## Goal a
Which lines in the rows below contain the string "gold"? Find them and copy each one, treating case as significant.
[start of Source extract]
Thanks to our awesome interns!
This summer, our Engineering interns at Databricks did amazing work. Our interns, working on teams from Developer Tools to Machine Learning, built features and improvements which are already impacting our customers and the Apache Spark and AI communities.
Spending a summer at Databricks
Databricks Engineering internships are a mix of impact, learning, and fun. Here’s a taste of what interns got to do this summer.
Priorities → Production: Before our interns arrived, Engineering leads worked with Product Management to select projects based on immediate customer needs and feedback. Over the summer, interns took advantage of our rapid cloud-based deployment to move their code to production. Before they finished many interns adopted our data-driven culture to watch the adoption of features, identify issues early, and iterate.
Mentorship: Interns were paired with tech mentors who facilitated their technical work and managers who made sure they were enabled for success. But we also provided other sources of mentorship and learning via chats with co-founders, one-on-one meetings with Engineering Directors, and interactions with company leadership in areas like Field Engineering, Sales, and Marketing.
Fun events: Interns were able to hang out with their team, meet others throughout the company, and explore the heart of San Francisco and the Bay Area in general. Company-wide events included the Spark+AI Summit, weekly Happy Hours, and regular board game nights. We also went out for a Giants game, bowling, trampoline dodgeball, an Engineering hackathon, and team lunches. It was a full summer. 🙂
Impacting our product
Almost every Engineering team worked with an intern, and their projects speak for themselves. Here is a sample of intern projects.
[end of Source extract]
## Goal b
Give again, word for word, the part of the Databricks intern post above that begins at the words "Priorities → Production: Before" and stops after "early, and iterate.".
[start of The records]
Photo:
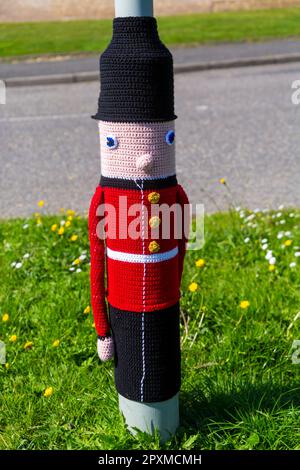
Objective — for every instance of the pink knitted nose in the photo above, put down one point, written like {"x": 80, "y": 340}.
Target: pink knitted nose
{"x": 144, "y": 162}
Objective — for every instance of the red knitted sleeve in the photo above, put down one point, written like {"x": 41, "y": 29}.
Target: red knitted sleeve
{"x": 98, "y": 267}
{"x": 182, "y": 199}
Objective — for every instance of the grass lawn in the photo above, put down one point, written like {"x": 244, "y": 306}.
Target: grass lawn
{"x": 93, "y": 36}
{"x": 240, "y": 389}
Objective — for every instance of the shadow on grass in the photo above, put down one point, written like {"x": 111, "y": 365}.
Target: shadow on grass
{"x": 197, "y": 411}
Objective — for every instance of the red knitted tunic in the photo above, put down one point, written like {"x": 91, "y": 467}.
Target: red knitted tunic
{"x": 150, "y": 283}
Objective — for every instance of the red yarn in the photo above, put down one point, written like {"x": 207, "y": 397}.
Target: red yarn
{"x": 126, "y": 286}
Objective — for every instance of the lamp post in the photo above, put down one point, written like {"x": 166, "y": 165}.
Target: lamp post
{"x": 133, "y": 8}
{"x": 136, "y": 123}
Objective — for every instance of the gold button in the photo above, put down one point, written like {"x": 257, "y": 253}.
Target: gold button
{"x": 153, "y": 198}
{"x": 154, "y": 247}
{"x": 154, "y": 221}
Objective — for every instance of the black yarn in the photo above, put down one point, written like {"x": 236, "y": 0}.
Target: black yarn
{"x": 136, "y": 73}
{"x": 121, "y": 183}
{"x": 161, "y": 354}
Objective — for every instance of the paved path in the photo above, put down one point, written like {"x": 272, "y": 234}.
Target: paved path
{"x": 188, "y": 55}
{"x": 239, "y": 124}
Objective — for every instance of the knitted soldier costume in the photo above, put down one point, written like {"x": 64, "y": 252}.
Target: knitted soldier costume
{"x": 136, "y": 124}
[end of The records]
## Task result a
Objective — for every instance of the gold button in the photo above, put down one point, written like {"x": 257, "y": 253}.
Target: gold button

## Task result b
Priorities → Production: Before our interns arrived, Engineering leads worked with Product Management to select projects based on immediate customer needs and feedback. Over the summer, interns took advantage of our rapid cloud-based deployment to move their code to production. Before they finished many interns adopted our data-driven culture to watch the adoption of features, identify issues early, and iterate.